Work request: Each record listed below is to be output exactly as written.
◆ ◆ ◆ ◆ ◆ ◆ ◆
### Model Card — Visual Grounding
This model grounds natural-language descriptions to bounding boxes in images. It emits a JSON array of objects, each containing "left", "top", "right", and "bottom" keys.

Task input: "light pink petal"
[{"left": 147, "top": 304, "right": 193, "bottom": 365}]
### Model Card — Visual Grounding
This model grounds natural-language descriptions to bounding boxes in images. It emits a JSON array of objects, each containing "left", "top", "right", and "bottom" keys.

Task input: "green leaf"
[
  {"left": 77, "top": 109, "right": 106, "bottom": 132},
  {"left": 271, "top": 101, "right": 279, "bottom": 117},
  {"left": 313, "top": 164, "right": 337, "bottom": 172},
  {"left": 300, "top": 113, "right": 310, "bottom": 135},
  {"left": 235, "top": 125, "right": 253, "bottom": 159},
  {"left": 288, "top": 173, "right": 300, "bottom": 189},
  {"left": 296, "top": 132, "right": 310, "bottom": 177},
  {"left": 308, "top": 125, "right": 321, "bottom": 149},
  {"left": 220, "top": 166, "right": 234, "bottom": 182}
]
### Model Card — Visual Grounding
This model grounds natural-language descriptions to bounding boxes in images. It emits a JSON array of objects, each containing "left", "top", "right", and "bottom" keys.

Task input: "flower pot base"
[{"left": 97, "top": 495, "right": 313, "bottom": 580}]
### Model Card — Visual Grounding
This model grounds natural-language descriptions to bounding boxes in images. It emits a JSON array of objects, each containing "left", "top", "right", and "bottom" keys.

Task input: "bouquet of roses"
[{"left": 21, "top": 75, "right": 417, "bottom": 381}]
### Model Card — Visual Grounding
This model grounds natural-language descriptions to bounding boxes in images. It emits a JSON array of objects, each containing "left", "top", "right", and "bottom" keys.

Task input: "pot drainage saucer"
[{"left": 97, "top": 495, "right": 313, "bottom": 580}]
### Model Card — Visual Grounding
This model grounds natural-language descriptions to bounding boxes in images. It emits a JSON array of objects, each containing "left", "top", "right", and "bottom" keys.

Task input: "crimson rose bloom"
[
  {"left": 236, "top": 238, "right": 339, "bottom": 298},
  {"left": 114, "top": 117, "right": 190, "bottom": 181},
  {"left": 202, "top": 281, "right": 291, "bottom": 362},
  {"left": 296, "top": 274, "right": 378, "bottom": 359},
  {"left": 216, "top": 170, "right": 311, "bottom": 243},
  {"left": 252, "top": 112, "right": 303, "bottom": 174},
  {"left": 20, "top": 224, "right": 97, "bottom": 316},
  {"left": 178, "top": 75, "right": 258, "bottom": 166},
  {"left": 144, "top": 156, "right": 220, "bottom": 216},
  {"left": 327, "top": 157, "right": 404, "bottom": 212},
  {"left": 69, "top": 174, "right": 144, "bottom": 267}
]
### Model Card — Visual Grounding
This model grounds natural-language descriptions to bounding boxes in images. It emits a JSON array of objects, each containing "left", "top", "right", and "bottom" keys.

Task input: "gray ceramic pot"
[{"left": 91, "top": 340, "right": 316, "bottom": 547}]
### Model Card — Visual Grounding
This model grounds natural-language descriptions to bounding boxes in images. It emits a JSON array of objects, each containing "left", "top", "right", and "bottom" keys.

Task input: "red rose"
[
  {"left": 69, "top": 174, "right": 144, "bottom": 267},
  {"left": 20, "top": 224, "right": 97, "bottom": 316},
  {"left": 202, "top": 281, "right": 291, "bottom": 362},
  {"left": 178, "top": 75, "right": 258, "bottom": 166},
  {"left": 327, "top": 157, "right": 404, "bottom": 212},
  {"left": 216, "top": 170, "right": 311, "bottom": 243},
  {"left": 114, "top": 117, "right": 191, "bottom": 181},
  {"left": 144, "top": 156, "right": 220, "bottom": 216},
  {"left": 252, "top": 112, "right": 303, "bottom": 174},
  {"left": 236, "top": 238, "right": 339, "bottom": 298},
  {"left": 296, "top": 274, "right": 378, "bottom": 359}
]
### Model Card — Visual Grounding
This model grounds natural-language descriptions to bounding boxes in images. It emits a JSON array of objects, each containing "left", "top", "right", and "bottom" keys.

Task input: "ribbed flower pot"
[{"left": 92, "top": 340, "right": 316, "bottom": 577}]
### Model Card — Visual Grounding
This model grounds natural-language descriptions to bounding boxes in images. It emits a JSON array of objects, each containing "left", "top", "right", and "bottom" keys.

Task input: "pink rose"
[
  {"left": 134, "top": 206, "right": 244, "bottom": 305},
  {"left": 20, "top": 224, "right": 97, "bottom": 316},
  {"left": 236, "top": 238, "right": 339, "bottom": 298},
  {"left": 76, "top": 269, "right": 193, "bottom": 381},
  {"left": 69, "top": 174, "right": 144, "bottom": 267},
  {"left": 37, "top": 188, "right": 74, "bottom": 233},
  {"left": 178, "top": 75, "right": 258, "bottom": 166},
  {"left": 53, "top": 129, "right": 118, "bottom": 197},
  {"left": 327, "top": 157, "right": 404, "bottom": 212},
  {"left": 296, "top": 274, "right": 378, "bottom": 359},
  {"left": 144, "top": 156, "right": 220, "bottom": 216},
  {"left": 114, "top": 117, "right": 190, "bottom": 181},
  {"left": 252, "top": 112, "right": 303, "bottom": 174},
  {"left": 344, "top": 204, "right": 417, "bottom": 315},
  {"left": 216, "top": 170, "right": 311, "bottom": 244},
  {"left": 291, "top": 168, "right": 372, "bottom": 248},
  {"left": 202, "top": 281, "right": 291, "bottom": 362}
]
◆ ◆ ◆ ◆ ◆ ◆ ◆
Answer section:
### Model Card — Visual Grounding
This model grounds natural-language descriptions to bounding boxes in images. It emits a JSON array of objects, each containing "left", "top", "right", and "bottom" keys.

Task input: "light pink petal"
[{"left": 147, "top": 304, "right": 193, "bottom": 365}]
### Model Card — Visual Grounding
This model grounds natural-language descriptions to bounding boxes in images. It emits a JSON array of objects, each containing "left", "top", "right", and "bottom" keys.

Task input: "green leaf"
[
  {"left": 77, "top": 109, "right": 106, "bottom": 132},
  {"left": 271, "top": 101, "right": 279, "bottom": 117},
  {"left": 313, "top": 164, "right": 337, "bottom": 172},
  {"left": 300, "top": 113, "right": 310, "bottom": 135},
  {"left": 235, "top": 125, "right": 253, "bottom": 159},
  {"left": 288, "top": 173, "right": 300, "bottom": 189},
  {"left": 296, "top": 132, "right": 310, "bottom": 177},
  {"left": 308, "top": 125, "right": 321, "bottom": 149},
  {"left": 220, "top": 166, "right": 234, "bottom": 182}
]
### Model Card — Visual Grounding
This model grounds natural-language descriptions to bounding boxes in images. It emits a JSON array of objects, each containing "left", "top", "right", and "bottom" keys.

Task input: "flower pot base"
[{"left": 97, "top": 495, "right": 313, "bottom": 580}]
### Model Card — Visual Grounding
This model grounds natural-language descriptions to bounding boxes in images. It emits a JSON array of objects, each containing "left", "top", "right", and "bottom" keys.

Task input: "bouquet of roses"
[{"left": 21, "top": 75, "right": 417, "bottom": 381}]
### Model Card — Visual Grounding
This model grounds natural-language descriptions to bounding boxes in images. It emits a JSON array of objects, each containing "left", "top", "right", and "bottom" keys.

Task input: "pot drainage saucer"
[{"left": 97, "top": 495, "right": 313, "bottom": 580}]
### Model Card — Visual Grounding
This model grounds natural-language descriptions to bounding boxes in images. It emits a JSON array of objects, each containing "left", "top", "right", and "bottom" keys.

Task input: "crimson rose bloom"
[
  {"left": 236, "top": 238, "right": 339, "bottom": 298},
  {"left": 114, "top": 117, "right": 190, "bottom": 181},
  {"left": 202, "top": 281, "right": 291, "bottom": 362},
  {"left": 296, "top": 274, "right": 378, "bottom": 359},
  {"left": 216, "top": 170, "right": 311, "bottom": 243},
  {"left": 252, "top": 112, "right": 303, "bottom": 174},
  {"left": 20, "top": 224, "right": 97, "bottom": 316},
  {"left": 178, "top": 75, "right": 258, "bottom": 166},
  {"left": 144, "top": 156, "right": 220, "bottom": 216},
  {"left": 327, "top": 157, "right": 404, "bottom": 212},
  {"left": 69, "top": 174, "right": 144, "bottom": 267}
]
### Model Card — Visual Grounding
This model grounds natural-language descriptions to bounding boxes in images. It emits a JSON array of objects, each containing "left", "top", "right", and "bottom" keys.

Task input: "gray ceramic pot"
[{"left": 91, "top": 340, "right": 316, "bottom": 547}]
### Model Card — Visual Grounding
This model grounds natural-language descriptions to bounding boxes in images. It emits a JSON array of objects, each containing "left", "top", "right", and "bottom" keys.

Task input: "red rose"
[
  {"left": 69, "top": 174, "right": 144, "bottom": 267},
  {"left": 20, "top": 224, "right": 97, "bottom": 316},
  {"left": 202, "top": 281, "right": 291, "bottom": 362},
  {"left": 178, "top": 75, "right": 258, "bottom": 166},
  {"left": 327, "top": 157, "right": 404, "bottom": 212},
  {"left": 216, "top": 170, "right": 311, "bottom": 243},
  {"left": 114, "top": 117, "right": 191, "bottom": 181},
  {"left": 144, "top": 156, "right": 220, "bottom": 216},
  {"left": 252, "top": 112, "right": 303, "bottom": 174},
  {"left": 236, "top": 238, "right": 339, "bottom": 298},
  {"left": 296, "top": 274, "right": 378, "bottom": 359}
]
### Model Card — Visual Grounding
This model grounds natural-language descriptions to bounding boxes in images. It emits a JSON array of objects, each containing "left", "top", "right", and "bottom" keys.

Task input: "ribbed flower pot"
[{"left": 92, "top": 340, "right": 316, "bottom": 577}]
### Model Card — Visual Grounding
This model grounds natural-language descriptions to bounding boxes in images. It emits a JSON array of objects, each containing "left", "top", "right", and "bottom" keys.

Task input: "pink rose"
[
  {"left": 134, "top": 206, "right": 244, "bottom": 305},
  {"left": 20, "top": 224, "right": 97, "bottom": 316},
  {"left": 236, "top": 238, "right": 339, "bottom": 298},
  {"left": 76, "top": 269, "right": 193, "bottom": 381},
  {"left": 69, "top": 174, "right": 144, "bottom": 267},
  {"left": 37, "top": 188, "right": 74, "bottom": 233},
  {"left": 178, "top": 75, "right": 258, "bottom": 166},
  {"left": 53, "top": 129, "right": 118, "bottom": 197},
  {"left": 327, "top": 157, "right": 404, "bottom": 212},
  {"left": 296, "top": 274, "right": 378, "bottom": 359},
  {"left": 144, "top": 156, "right": 220, "bottom": 216},
  {"left": 114, "top": 117, "right": 190, "bottom": 181},
  {"left": 252, "top": 112, "right": 303, "bottom": 174},
  {"left": 344, "top": 204, "right": 417, "bottom": 315},
  {"left": 216, "top": 170, "right": 311, "bottom": 244},
  {"left": 291, "top": 168, "right": 372, "bottom": 248},
  {"left": 202, "top": 281, "right": 291, "bottom": 362}
]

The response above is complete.